*** DATA SECTION ***
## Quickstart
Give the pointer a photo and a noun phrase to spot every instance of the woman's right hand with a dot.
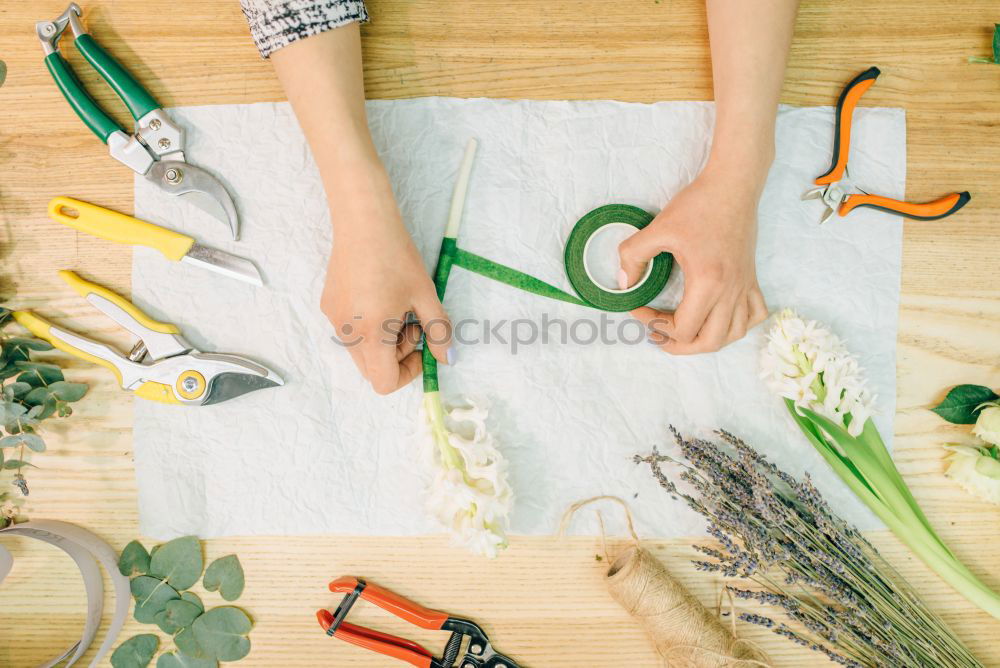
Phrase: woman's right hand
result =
(375, 278)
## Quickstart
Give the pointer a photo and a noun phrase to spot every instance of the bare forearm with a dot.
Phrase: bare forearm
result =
(323, 80)
(750, 42)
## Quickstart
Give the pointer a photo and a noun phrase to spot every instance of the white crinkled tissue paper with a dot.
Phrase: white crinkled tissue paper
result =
(325, 454)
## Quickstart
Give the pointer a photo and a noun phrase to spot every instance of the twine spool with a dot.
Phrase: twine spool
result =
(684, 632)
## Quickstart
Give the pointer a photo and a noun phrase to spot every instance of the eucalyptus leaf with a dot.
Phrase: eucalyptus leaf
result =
(961, 404)
(188, 644)
(176, 615)
(221, 633)
(37, 396)
(136, 652)
(191, 597)
(66, 391)
(134, 560)
(181, 660)
(151, 596)
(179, 562)
(225, 575)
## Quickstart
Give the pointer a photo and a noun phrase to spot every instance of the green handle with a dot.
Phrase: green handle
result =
(135, 97)
(99, 122)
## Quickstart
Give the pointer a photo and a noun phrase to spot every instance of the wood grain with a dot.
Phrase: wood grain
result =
(543, 602)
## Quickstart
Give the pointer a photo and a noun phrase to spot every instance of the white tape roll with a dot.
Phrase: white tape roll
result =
(87, 550)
*** End of DATA SECTION ***
WHAT YOU NEED TO DO: A faithful reproduction of every entry, with no pictures, is the expected answer.

RESULT OF THIS EXERCISE:
## Quickstart
Give the pointer a photo and a noun phrase to spot every instance of the woman's right hand with a dot.
Phrase: woman's right hand
result =
(375, 278)
## Quickstart
Give the pointer a photo and a noun phrase to spot every instance of the bare forearm with a dot.
Phrase: bare forearm
result =
(323, 80)
(750, 42)
## Quickstart
Give the pointer a photo and a noun phrase to spot every instance of the white crinkled tissue paper with a dot.
Phrase: white crinkled tissue paper
result =
(325, 454)
## Quickstart
Give the pointer a photo and a noun phrase to spot every instance of the twine spool with a dot.
Phrase: twine spool
result =
(684, 632)
## Quickstart
Give the pointer a photo and a noun phrase to spot every instance of the eucalyptus leaf with a dot.
Phrase: eucalyptus leaf
result =
(961, 404)
(188, 644)
(176, 615)
(221, 633)
(37, 396)
(136, 652)
(191, 597)
(66, 391)
(134, 560)
(181, 660)
(151, 596)
(179, 562)
(225, 575)
## Quickstart
Give the pointer a photo and a noun phrase to spot every instance of the green handle with a dot.
Phrase: green handle
result =
(135, 97)
(99, 122)
## Quickstart
Give the pointer a photo and a noun phrase to spot every instance of the wood grain with a dot.
Phrase: wood grain
result =
(543, 602)
## Quickstart
Give the pointer a photo and a noun phrase to spot every instance of the white tape roll with a dot.
Phrase: white tape roll
result =
(87, 550)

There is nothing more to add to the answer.